§ **Directions for this task**:
Answer these questions using the Anosike Ementa profile:
1. What shirt number does he wear for his current team?
2. How many goals did he score for Viborg?
3. Which footballer was he a fan of growing up?

** Begin Passage given **

Anosike Ementa

Personal information
- Full name: Anosike Victor Ementa
- Date of birth: 3 May 2002 (age 24)
- Place of birth: Annisse, Denmark
- Height: 2.02 m (6 ft 8 in)
- Position: Forward

Team information
- Current team: Zulte Waregem
- Number: 18

Youth career
- Annisse IF
- Helsingør
- 2021–2022: AaB

Senior career*
- Years: Team / Apps / (Gls)
- 2020–2021: Helsingør / 3 / (0)
- 2021–2023: AaB / 33 / (0)
- 2023–2025: Viborg / 62 / (12)
- 2025–: Zulte Waregem / 32 / (4)

= Anosike Ementa =

Danish footballer (born 2002)

Anosike Victor Ementa (born 3 May 2002) is a Danish professional footballer who plays as a forward for Belgian Pro League club Zulte Waregem.

==Early life and career==
The son of a Danish mother and a Nigerian Malagasy father, Ementa grew up in Annisse, Gribskov Municipality. Brought up by his Danish mother alongside two siblings, Ementa's father returned to Nigeria when he was around six or seven years old. His father had limited involvement in their upbringing and Ementa has minimal contact with him. While he has expressed curiosity about visiting Nigeria, he feels a stronger connection to his Danish identity and aspires to represent the Denmark national team. He grew up a fan of Dennis Bergkamp and West Ham United.

** End Passage given **
** Begin Extracted records **

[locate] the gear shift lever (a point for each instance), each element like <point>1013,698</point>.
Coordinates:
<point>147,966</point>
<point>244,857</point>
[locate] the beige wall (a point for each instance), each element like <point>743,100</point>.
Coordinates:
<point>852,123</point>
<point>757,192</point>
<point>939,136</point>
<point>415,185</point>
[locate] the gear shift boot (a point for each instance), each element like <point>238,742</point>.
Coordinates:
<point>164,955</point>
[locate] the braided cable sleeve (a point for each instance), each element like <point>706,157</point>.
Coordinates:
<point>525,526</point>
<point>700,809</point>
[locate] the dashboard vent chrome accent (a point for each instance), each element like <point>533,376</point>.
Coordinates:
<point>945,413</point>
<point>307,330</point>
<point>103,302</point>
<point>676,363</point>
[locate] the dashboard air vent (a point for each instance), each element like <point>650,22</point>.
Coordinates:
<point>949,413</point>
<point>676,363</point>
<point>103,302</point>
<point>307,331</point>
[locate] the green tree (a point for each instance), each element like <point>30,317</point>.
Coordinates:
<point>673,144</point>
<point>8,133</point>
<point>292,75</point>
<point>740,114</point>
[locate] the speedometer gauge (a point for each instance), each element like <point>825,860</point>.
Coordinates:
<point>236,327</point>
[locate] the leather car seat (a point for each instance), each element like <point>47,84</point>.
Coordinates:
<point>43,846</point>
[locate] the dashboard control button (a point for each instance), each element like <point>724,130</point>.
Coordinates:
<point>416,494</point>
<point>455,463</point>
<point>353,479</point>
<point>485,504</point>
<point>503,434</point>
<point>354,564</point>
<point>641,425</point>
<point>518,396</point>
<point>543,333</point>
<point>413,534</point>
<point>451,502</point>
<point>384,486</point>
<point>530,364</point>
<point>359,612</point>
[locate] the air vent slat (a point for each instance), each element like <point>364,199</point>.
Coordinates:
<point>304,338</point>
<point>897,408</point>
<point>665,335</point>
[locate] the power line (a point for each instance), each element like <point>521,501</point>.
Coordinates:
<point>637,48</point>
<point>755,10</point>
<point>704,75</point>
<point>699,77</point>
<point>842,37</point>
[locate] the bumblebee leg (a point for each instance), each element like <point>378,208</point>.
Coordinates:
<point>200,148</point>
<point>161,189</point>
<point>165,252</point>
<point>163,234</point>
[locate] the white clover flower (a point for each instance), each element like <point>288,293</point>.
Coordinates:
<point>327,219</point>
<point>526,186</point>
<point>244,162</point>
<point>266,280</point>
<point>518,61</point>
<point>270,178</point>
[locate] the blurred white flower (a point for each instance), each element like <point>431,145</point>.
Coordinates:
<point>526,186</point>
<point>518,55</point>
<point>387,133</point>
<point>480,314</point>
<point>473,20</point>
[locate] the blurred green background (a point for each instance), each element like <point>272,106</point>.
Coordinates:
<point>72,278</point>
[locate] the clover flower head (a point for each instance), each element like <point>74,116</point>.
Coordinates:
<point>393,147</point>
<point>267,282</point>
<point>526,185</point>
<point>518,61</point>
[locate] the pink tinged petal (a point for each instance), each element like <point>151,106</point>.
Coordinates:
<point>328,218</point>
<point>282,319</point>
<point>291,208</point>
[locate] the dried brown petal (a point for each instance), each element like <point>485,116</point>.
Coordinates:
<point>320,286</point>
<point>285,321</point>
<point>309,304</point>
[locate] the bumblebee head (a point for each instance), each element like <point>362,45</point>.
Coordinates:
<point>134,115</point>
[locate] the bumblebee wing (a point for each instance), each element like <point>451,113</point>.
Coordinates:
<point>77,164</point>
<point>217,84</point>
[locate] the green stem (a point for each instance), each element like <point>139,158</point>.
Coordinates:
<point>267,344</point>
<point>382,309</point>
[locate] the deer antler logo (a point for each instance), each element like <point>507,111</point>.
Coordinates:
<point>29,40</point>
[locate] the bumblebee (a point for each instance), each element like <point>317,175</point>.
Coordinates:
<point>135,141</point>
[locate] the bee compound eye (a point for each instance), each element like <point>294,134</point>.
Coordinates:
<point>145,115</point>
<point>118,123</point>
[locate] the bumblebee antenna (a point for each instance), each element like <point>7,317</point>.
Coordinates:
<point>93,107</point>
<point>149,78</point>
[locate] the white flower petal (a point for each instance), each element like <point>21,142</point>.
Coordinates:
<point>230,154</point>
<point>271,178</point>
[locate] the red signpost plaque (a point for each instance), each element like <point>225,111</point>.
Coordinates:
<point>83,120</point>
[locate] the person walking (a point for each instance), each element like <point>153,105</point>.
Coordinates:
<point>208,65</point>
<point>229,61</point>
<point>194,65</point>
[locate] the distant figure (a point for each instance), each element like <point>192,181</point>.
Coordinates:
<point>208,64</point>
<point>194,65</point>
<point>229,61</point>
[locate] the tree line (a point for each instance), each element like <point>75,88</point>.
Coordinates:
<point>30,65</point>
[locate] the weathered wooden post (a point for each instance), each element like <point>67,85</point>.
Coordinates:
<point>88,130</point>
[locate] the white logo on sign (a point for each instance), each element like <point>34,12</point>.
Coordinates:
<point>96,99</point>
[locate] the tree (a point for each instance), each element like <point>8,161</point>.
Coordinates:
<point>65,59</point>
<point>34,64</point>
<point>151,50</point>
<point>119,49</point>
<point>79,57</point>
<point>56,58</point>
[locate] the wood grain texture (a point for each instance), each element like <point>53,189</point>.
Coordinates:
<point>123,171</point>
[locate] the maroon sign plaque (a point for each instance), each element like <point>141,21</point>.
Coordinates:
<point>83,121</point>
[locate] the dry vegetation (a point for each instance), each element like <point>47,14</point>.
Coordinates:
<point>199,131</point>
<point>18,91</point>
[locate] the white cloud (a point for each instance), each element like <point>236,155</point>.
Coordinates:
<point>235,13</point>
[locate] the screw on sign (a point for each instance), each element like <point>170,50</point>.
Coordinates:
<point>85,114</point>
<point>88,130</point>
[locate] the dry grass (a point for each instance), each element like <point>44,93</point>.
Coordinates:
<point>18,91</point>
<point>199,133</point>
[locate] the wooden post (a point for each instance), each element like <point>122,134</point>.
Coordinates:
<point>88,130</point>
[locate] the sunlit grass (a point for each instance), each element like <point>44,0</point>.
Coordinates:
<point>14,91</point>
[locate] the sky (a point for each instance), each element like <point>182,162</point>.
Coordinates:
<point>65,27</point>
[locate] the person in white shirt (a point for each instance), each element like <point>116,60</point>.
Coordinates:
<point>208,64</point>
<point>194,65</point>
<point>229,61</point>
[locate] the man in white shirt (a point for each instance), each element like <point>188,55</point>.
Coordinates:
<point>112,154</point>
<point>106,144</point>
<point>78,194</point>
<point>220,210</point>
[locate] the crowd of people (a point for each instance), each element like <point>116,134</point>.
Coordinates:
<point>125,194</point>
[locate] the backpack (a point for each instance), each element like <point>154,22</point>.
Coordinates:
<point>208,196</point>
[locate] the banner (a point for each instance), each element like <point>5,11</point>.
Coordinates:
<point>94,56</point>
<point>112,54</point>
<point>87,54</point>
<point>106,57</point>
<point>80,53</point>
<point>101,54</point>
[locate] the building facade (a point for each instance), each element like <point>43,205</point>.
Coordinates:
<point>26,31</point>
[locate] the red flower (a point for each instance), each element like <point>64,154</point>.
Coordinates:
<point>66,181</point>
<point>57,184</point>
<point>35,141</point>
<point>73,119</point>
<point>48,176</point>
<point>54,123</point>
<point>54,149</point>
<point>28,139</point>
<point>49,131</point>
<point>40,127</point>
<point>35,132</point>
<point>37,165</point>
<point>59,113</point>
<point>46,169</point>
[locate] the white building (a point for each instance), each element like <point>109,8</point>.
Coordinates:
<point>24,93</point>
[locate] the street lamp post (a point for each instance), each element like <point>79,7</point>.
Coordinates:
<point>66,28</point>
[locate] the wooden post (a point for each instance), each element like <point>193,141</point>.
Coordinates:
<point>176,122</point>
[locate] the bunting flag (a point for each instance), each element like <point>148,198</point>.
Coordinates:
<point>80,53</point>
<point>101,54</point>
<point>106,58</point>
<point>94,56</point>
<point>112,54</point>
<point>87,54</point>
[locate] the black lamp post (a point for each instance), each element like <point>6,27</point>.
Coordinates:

** End Extracted records **

§ **Exercise response**:
1. 18
2. 12
3. Dennis Bergkamp